» **Extract**
◇ ◇ ◇
I lament for my people, the Igbo. We are sick, indeed very sick. But some of us do not even know that they are sick, which is the worst type of sickness, because it will not give them the opportunity to seek for treatment of the ailment.

The Igbo people appear to be the only true Nigerians. Every other group in the country puts on a semblance, a façade of true Nigerian. Since the Igbo believe so much in Nigeria, they think that every other group equally does the same.

Many Igbo people live false life, the life of fantasy, the life of schizophrenia. They are self-alienated, which in Hegel or in Marx’s term, means “otherness”, the life of externality, forgetting one’s self, and doing another person’s bidding. The Igbo have made and are still making a lot of sacrifices for Nigeria, and in the process, put always themselves into trouble.

When the Nigeria project was started in the nineteenth century, the Igbo welcomed it with open arms, and threw themselves wholeheartedly into the bargain. They left their home regions and began to spread out, like ants, to every other part of the country, no matter how remote or how difficult it was to access, just to make the Nigerian dream become a reality.

The Igbo would settle wherever they went, took up any job, any business, not matter how menial, or how lowly it may be. They would build their own houses there, speak the people’s languages, and sometimes, marry their girls.

In course of time, the efforts of the Igbo, their doggedness, their indomitable spirit, their “can do” spirit, would begin to bear successful fruits, yield plentiful dividends, and they would begin to shine like a million stars in their places of abode. But very often, members of their host communities, and other groups around them, would not be happy. They would be jealous and envious of the progress of the Igbo.

In their consternation, in their morbid hatred for the Igbo, they would begin to see the people as their number one enemy. They would come to hate the Igbo, to accuse them of domineering and of monopolising everything in the place. This was exactly what led to the attacks and the killing of the Igbo in different parts of the country in the 1960s, and consequently, to the Nigerian civil war.

During the disturbances that led to that war, the Igbo deserted their places of abode, left their houses, their property, and their investments, and returned home to Igboland, for safety. At that time, many of them had sworn never again to return in their life, to those places where they were nearly killed, and where they had lost all their possessions.

However, when the war ended and the Igbo were said to have again become part of Nigeria, those of them who survived the war, went back to those places where they lived, and found out to their chagrin, to their disappointment, that their houses had been taken over and declared “abandoned” and appropriated by the government. They were at a loss, totally confused, embarrassed and became dumbfounded.
◇ ◇ ◇
» **Raw data**
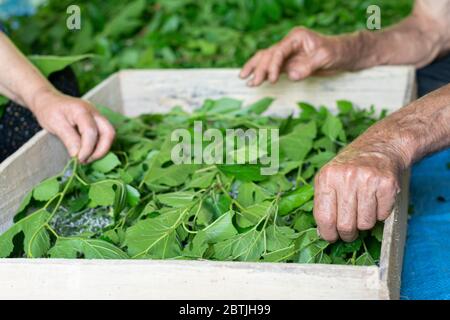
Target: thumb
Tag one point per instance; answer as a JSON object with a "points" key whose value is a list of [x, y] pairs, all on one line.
{"points": [[302, 66], [70, 137]]}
◇ ◇ ◇
» **Task prompt**
Please reproduce the passage of the text about the Igbo above, from "In course of" to "Nigerian civil war.", word for word.

» **Answer to the problem**
In course of time, the efforts of the Igbo, their doggedness, their indomitable spirit, their “can do” spirit, would begin to bear successful fruits, yield plentiful dividends, and they would begin to shine like a million stars in their places of abode. But very often, members of their host communities, and other groups around them, would not be happy. They would be jealous and envious of the progress of the Igbo.

In their consternation, in their morbid hatred for the Igbo, they would begin to see the people as their number one enemy. They would come to hate the Igbo, to accuse them of domineering and of monopolising everything in the place. This was exactly what led to the attacks and the killing of the Igbo in different parts of the country in the 1960s, and consequently, to the Nigerian civil war.